Exercise details>
In the article below about the Capitol tour, list every Democratic lawmaker the committee says the man in the video threatened.

Document section>
○ ○ ○
- Footage shows GOP Rep.
Barry Loudermilk leading a Capitol tour the day before the attack. - A person on the tour returned to the Capitol grounds the next day, the
January 6 committee said.
The committee investigating
The House committee said one of the people on the tour returned the following day and can be heard in the video making threats against several Democratic lawmakers, including now-Senate Majority Leader Chuck Schumer, House Speaker Nancy Pelosi, House Judiciary Committee Chair Jerry Nadler, and Democratic Rep. Alexandria Ocasio-Cortez of New York.
"They got it surrounded. It's all the way up there on the hill, and it's all the way around, and they're coming in, coming in like white on rice for Pelosi, Nadler, even you, AOC," the man says in the video released by the committee. "We're coming to take you out and pull you out by your hairs."
The footage also shows a man with a flagpole "appearing to have a sharpened end," the committee said.
"That's for somebody special, somebody special," the man says.
The video also shows photos taken by members of the tour, including a photo of Nadler's office plaque.
"When I get done with you, you're going to need a shine on top of that bald head," the rally attendee adds, referring to Pelosi.
The committee's video also shows a member on the tour group took photos of lawmaker's headshots.
The release of the footage comes a day after Republican Rep. Rodney Davis of Illinois released a letter from US Capitol Police Chief J. Thomas Manger about the tour that said the police force did not "consider any of the activities we observed as suspicious."
"So they were there for the rally at the Ellipse," Loudermilk told Roll Call on Tuesday, referring to the members of his tour. He added that "none at all" were on the grounds of the Capitol the following day, a claim contradicted by the video footage.
In a letter sent to Loudermilk on Wednesday, Rep. Bennie Thompson of Mississippi, the chair of the committee investigating the Capitol attack, once again asked the Georgia Republican to speak with the committee, while referencing the footage.
"Surveillance footage shows a tour of approximately ten individuals led by you to areas in the Rayburn, Longworth, and Cannon House Office Buildings, as well as the entrances to tunnels leading to the U.S. Capitol," he wrote. "The behavior of these individuals during the January 5, 2021 tour raises concerns about their activity and intent while inside the Capitol complex."
Thompson added: "Individuals on the tour photographed and recorded areas of the complex not typically of interest to tourists, including hallways, staircases, and security checkpoints."
The committee had previously asked Loudermilk to speak with the committee about the tour but had been rebuffed.
In the days after the January 6 attack, Democratic Rep. Mikie Sherrill of New Jersey and over 30 of her colleagues sent a letter to Capitol Police asking for an investigation into "suspicious behavior and access given to visitors" on January 5. The congresswoman cited an apparent resemblance between the visitors and the rioters who attacked the complex the following day.
Republicans on the Committee on House Administration later said they had reviewed security-camera footage covering the Capitol complex in the days before the attack and denied that there had been any tours.
"There were no tours, no large groups, no one with MAGA hats on," a Republican aide anonymously told The Hill in February. "There's nothing in there remotely fitting the depiction in Mikie Sherrill's letter."
The video released by the committee Wednesday shows a few members of the tour were wearing MAGA hats, contradicting the aide's claim.
Loudermilk also previously led an ethics complaint against the Democrats who had signed onto Sherrill's letter, calling the allegations "morally reprehensible and a stain on this institution."
○ ○ ○
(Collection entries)
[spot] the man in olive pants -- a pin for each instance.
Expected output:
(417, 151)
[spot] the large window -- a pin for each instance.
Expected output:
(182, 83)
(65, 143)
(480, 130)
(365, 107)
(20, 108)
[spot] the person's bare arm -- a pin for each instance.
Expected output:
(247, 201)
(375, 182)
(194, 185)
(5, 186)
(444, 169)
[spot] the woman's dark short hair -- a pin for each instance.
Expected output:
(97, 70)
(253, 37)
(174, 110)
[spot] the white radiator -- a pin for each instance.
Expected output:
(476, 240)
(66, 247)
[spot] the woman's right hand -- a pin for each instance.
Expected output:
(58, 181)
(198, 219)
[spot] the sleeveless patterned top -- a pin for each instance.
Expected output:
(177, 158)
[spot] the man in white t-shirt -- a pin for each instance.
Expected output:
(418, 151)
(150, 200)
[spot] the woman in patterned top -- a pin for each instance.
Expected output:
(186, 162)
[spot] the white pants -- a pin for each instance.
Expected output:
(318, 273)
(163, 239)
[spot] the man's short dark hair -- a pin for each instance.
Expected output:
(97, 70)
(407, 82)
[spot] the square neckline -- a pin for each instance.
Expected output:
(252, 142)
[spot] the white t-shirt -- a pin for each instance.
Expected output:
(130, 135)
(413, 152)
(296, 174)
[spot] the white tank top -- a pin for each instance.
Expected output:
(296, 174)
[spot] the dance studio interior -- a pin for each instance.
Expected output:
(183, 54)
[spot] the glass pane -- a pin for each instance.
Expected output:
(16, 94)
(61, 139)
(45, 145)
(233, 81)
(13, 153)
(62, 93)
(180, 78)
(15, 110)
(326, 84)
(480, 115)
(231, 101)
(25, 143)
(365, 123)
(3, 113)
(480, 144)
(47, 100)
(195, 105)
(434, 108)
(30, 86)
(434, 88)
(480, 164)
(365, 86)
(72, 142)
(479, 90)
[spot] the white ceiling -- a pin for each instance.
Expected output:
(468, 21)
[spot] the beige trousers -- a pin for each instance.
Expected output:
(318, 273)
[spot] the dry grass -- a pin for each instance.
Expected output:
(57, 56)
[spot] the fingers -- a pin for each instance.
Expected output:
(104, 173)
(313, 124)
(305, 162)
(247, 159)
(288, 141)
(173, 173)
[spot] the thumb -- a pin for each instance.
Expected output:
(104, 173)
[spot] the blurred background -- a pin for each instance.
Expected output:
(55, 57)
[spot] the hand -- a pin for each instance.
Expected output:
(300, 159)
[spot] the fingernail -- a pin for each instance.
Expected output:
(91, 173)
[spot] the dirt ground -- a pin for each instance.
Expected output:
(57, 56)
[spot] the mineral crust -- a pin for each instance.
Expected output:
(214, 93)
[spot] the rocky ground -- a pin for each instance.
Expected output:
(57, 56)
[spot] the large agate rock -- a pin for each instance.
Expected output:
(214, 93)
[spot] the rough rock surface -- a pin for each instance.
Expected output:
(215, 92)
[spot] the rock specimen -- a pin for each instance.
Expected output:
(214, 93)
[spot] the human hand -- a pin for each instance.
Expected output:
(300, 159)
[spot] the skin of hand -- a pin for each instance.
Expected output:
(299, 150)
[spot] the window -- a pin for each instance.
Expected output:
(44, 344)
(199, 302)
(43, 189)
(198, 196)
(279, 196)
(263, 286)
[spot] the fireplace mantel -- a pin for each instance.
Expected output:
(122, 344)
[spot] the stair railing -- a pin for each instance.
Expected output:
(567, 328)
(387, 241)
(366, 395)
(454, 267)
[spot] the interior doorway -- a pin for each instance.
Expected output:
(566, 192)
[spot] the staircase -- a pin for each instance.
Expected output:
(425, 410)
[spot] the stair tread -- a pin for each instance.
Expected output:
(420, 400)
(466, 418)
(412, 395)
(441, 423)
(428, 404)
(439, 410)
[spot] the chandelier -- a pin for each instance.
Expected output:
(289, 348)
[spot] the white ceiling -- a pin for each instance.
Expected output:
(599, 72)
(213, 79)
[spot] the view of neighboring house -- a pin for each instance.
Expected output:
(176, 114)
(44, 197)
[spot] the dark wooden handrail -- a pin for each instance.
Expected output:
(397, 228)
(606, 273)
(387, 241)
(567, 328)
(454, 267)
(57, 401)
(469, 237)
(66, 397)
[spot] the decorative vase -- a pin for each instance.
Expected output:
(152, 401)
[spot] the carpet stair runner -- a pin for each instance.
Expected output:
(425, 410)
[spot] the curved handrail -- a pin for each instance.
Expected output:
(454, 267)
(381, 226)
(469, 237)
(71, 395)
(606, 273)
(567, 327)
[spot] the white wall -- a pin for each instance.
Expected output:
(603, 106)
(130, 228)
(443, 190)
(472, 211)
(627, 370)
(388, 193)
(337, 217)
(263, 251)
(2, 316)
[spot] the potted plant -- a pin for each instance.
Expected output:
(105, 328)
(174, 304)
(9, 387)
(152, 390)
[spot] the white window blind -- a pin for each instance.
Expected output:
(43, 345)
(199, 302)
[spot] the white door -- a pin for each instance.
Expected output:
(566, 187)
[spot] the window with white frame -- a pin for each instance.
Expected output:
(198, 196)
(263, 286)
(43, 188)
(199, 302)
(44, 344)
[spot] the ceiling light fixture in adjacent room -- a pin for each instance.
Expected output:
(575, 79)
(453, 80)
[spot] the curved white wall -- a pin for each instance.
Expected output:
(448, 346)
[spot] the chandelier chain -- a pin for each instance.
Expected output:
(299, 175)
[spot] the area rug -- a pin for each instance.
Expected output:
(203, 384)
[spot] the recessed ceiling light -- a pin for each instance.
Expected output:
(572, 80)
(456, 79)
○ ○ ○
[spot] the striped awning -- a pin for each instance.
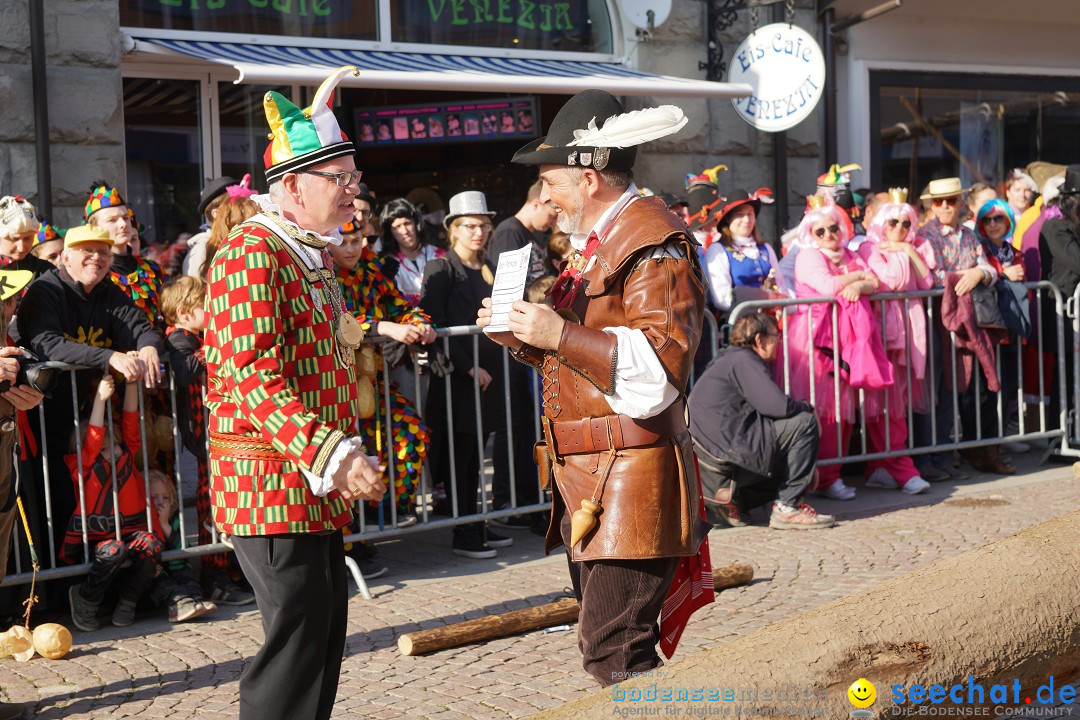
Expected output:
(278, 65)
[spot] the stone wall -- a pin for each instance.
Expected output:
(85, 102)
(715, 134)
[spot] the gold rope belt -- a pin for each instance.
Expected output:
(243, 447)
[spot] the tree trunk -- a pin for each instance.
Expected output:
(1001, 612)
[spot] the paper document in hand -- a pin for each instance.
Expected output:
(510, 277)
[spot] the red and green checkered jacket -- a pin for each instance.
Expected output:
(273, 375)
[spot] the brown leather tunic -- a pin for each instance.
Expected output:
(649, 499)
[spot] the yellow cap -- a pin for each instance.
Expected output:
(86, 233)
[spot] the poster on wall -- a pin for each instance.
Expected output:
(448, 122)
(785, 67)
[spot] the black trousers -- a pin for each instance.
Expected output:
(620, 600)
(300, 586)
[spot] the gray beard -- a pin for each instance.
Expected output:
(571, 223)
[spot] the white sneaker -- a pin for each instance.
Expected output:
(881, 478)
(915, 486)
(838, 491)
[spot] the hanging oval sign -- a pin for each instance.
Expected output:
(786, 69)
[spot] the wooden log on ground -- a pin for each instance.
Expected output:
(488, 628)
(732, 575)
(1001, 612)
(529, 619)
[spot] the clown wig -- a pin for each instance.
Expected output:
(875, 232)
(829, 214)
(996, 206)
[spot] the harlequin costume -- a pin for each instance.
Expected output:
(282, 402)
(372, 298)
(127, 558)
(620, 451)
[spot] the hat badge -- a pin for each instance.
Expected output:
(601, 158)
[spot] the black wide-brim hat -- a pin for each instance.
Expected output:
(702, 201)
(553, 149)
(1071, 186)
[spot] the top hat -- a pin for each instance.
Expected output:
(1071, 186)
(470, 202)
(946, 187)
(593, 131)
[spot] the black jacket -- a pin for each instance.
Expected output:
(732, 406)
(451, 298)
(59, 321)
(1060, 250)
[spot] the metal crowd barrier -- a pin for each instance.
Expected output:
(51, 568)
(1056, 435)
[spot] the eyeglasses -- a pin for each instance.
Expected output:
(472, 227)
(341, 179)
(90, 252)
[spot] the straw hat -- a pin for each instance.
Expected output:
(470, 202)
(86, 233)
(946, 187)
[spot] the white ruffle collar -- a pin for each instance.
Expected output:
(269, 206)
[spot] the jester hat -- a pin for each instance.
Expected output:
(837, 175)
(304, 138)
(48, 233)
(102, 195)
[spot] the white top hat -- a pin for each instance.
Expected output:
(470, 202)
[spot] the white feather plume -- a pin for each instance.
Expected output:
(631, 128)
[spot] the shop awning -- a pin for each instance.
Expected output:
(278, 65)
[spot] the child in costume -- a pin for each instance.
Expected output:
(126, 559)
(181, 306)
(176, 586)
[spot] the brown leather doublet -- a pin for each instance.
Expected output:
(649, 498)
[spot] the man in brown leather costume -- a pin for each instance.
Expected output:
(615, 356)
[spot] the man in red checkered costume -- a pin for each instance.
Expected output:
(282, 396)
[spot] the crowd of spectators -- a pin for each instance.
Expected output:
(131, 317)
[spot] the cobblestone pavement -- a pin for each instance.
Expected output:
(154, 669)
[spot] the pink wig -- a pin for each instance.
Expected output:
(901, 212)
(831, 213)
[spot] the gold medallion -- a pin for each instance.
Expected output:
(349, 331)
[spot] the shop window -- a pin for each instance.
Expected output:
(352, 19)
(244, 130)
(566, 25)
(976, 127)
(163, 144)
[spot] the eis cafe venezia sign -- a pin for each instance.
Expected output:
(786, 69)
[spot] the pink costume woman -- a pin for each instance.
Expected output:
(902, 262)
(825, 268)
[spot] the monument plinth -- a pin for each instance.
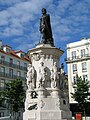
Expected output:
○ ○ ○
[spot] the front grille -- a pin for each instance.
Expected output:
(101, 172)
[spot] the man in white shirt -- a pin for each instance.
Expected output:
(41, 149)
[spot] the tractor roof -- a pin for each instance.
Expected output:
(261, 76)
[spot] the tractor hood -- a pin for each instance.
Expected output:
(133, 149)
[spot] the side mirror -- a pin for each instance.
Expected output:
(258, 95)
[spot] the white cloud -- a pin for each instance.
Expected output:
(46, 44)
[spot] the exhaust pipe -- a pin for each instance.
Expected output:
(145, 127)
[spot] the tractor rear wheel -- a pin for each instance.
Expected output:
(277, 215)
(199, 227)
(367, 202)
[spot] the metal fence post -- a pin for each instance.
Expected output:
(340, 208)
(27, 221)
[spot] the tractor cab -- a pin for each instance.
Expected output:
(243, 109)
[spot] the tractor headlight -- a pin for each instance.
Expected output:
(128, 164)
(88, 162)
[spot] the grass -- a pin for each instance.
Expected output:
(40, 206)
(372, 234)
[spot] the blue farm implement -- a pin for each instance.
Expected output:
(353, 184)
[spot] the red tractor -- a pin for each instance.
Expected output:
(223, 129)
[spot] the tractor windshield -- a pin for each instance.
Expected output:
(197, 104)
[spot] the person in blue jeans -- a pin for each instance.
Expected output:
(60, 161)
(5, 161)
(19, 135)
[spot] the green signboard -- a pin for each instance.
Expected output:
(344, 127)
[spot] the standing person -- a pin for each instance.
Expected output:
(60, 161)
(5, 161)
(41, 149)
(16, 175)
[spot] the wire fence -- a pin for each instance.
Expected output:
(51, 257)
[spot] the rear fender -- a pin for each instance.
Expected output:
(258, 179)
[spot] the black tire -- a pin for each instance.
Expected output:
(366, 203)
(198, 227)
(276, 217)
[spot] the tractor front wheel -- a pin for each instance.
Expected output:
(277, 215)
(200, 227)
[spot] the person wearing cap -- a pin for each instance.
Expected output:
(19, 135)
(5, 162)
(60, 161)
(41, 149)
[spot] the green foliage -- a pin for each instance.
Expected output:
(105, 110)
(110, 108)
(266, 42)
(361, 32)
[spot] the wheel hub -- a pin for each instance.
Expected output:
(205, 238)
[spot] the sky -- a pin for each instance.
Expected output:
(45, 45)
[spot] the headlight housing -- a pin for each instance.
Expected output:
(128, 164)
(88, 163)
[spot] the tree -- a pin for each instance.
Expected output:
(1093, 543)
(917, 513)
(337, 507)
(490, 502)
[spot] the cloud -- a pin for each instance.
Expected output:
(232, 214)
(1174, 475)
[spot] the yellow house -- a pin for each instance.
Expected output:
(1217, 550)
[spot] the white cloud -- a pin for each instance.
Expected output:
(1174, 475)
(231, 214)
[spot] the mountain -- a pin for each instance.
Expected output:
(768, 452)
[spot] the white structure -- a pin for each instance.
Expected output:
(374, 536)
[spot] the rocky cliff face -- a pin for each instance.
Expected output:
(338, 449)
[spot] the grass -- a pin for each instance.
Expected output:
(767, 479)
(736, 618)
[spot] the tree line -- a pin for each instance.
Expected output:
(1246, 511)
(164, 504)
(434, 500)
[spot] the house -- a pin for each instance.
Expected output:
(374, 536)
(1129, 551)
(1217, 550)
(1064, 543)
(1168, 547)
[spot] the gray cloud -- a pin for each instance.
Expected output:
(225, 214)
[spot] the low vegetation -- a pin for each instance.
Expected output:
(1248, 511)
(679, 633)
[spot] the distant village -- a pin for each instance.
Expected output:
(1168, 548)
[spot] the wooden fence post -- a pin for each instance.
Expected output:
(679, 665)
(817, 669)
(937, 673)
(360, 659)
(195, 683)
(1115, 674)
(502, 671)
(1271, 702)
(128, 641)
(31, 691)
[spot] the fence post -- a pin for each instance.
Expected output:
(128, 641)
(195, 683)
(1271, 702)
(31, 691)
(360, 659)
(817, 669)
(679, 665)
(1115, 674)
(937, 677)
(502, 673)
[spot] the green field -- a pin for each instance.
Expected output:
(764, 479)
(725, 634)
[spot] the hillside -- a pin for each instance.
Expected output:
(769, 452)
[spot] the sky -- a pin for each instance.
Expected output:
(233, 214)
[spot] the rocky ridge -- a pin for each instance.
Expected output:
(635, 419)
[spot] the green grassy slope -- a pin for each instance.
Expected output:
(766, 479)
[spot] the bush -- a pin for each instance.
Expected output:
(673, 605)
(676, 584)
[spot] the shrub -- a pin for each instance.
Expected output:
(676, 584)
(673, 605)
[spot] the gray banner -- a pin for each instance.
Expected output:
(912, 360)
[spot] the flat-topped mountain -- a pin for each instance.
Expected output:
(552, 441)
○ ○ ○
Your response>
- Chuck Schumer
- Nancy Pelosi
- Jerry Nadler
- Alexandria Ocasio-Cortez